Extrait source:
⟨
# Insérer image dans le corps de texte.



## benty (11 Janvier 2011)

Bonjour tout le monde,

Tout d'abord je tiens à préciser que je suis un nouveau utilisateur de Mac donc j'ai quelques petites difficultés encore.

Cela fait maintenant environ 3heures que j'effectue des recherches sur ce forum pour résoudre mon problème et je n'arrive vraiment pas à le résoudre. J'ai essayé quelques réponses qui ont été donné mais ça ne marche pas.

Voici mon problème, lorsque j'envoi un mail via Mail, et que je souhaite insérer une image dans mon corps de texte (je drag and drop l'image) et j'envoi le mail ; le récepteur (qui est sous Outlook et sur PC) reçoit mon mail mais l'image est en pièce jointe !

J'ai envoyé l'image en format, jpeg, pdf mais rien à faire il reçoit l'image en pj tout le temps.
Je ne sais pas trop à quoi correspond l'option dans : Edition / Pièces jointes / ...

Voila est-ce possible donc que mon image fasse partie du corps de texte ou pas ? Si oui comment faire car je dois envoyer des images régulièrement pour des clients.

Merci de votre aide


----------



## Mobyduck (11 Janvier 2011)

Bonsoir,

Malheureusement je ne pense pas. Comme le dit très bien pascalformac:



pascalformac a dit:


> C'est traité plusieurs fois en archives
> 
> ne pas oublier un détail qui n'en est pas un , c'est un point central
> 
> ...



En revanche, il est possible qu'avec Thunderbird cela fonctionne.


----------



## benty (12 Janvier 2011)

Salut,

Ca parait quand même bien bizarre  que l'on ne puisse pas régler ce problème :s


----------



## Calderan (12 Janvier 2011)

non, c'est logique.
La mise en page est interprétée par le logiciel qui ouvre ton message, donc à moins de forcer tes destinataires à utiliser le même soft que toi, tu ne pourras jamais être sûr du format d'affichage à la réception de ton message.


----------



## benty (12 Janvier 2011)
⟩
Enregistrements:
⟨
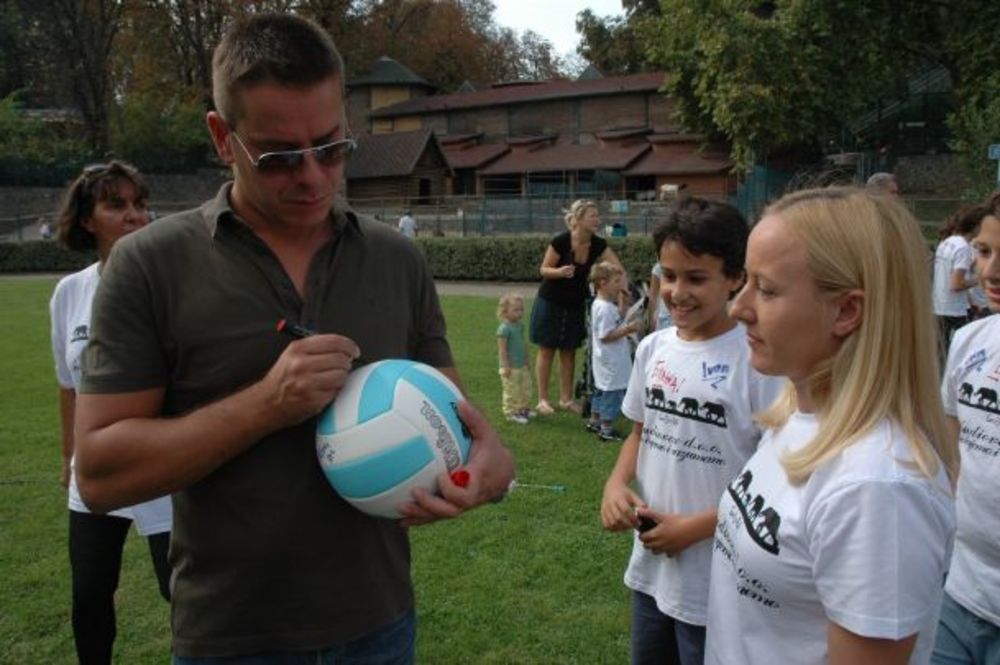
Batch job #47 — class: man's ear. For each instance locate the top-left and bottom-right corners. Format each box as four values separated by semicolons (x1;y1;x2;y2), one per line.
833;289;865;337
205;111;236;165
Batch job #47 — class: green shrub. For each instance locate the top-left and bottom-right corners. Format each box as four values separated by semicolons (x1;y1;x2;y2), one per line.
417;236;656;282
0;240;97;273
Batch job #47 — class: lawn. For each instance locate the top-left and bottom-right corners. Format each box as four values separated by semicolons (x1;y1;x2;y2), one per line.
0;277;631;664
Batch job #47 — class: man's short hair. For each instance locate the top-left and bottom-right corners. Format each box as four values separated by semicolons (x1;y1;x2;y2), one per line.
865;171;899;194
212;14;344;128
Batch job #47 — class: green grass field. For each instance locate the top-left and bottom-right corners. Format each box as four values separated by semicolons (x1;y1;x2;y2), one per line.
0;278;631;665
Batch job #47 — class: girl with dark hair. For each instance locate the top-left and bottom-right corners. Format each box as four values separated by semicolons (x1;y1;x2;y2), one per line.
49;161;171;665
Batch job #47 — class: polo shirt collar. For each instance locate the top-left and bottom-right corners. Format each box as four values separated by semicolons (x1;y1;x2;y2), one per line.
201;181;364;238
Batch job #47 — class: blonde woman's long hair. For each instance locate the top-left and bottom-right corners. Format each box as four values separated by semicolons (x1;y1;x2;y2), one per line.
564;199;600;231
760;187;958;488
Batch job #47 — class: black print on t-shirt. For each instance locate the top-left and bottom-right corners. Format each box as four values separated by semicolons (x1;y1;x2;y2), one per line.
⟩
Exercices:
1. Indiquez si chacune des affirmations suivantes concorde avec le fil de discussion sur l'insertion d'images dans Mail, en répondant par oui ou non et en citant les mots décisifs du fil. (a) Le destinataire des messages de benty utilise Outlook sur PC. (b) benty a envoyé l'image uniquement au format jpeg. (c) Mobyduck estime que cela pourrait fonctionner avec Thunderbird.
2. D'après Calderan dans le fil de discussion sur l'insertion d'images dans Mail, qu'est-ce qui interprète la mise en page d'un message ?
3. Rédigez la suite du fil de discussion sur l'insertion d'images dans Mail, à partir de la dernière ligne.

Corrigé:
1.
(a) Oui : « le récepteur (qui est sous Outlook et sur PC) ».
(b) Non : « J'ai envoyé l'image en format, jpeg, pdf ».
(c) Oui : « il est possible qu'avec Thunderbird cela fonctionne ».

2. Le logiciel qui ouvre le message.

3.
Bah alors pourquoi quand j'envoi un message par Outlook et que j'insère mon image dans le texte (format jpeg ou pdf) et que je l'envoi, l'image est bien dans le corps de texte (enfin je suppose) alors que sur mail non l'image fait partie des pièces jointes puisque quand je fais : Fichier / PJ / coup d'oeil sur les PJ ça m'ouvre mon image.

Ca veut bien dire que c'est une PJ alors que je ne veux pas que ça en soit une.

Je trouve ça donc bizarre :s


----------



## Aliboron (12 Janvier 2011)

benty a dit:


> quand j'envoie un message par Outlook et que j'insère mon image dans le texte (format jpeg ou pdf) et que je l'envoi, l'image est bien dans le corps de texte (enfin je suppose)


Amuse-toi à ouvrir le message par Webmail et tu verras que l'affichage peut varier énormément en fonction du logiciel utiliser pour le visualiser.

Une image, quelle que soit la méthode utilisée pour l'insérer, est obligatoirement une pièce jointe. Que le logiciel l'affiche dans le corps du message, à la suite du message ou pas du tout dépend à la fois de la façon dont le logiciel l'a intégré au départ et de la façon dont l'interprète le logiciel à la réception. Comme il n'y a pas vraiment de standard unique (et avec Outlook on a un longue tradition de standards détournés et modifiés) pour les messages en HTML, on obtient des résultats variables.

Pour ce qui est de l'insertion dans le corps du message, c'est probablement Thunderbird (cité plus haut) qui a le meilleur éditeur HTML. Entourage 2008 permet aussi d'insérer les images dans le corps du message. Mais, comme vu, le résultat à l'arrivée ne peut JAMAIS être totalement garanti (car ça dépend du moyen utilisé pour l'affichage)...


----------



## benty (12 Janvier 2011)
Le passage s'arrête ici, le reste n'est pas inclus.